Material to process:
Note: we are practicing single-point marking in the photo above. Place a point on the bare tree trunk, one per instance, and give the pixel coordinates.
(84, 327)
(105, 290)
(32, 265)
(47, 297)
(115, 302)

Exercise brief:
Print all of the entries exactly as they appear.

Written solution:
Note: we are practicing single-point marking in the photo above. Place a point on the bare tree trunk, one per instance, and give the pixel coordinates.
(84, 327)
(105, 290)
(32, 265)
(47, 297)
(115, 302)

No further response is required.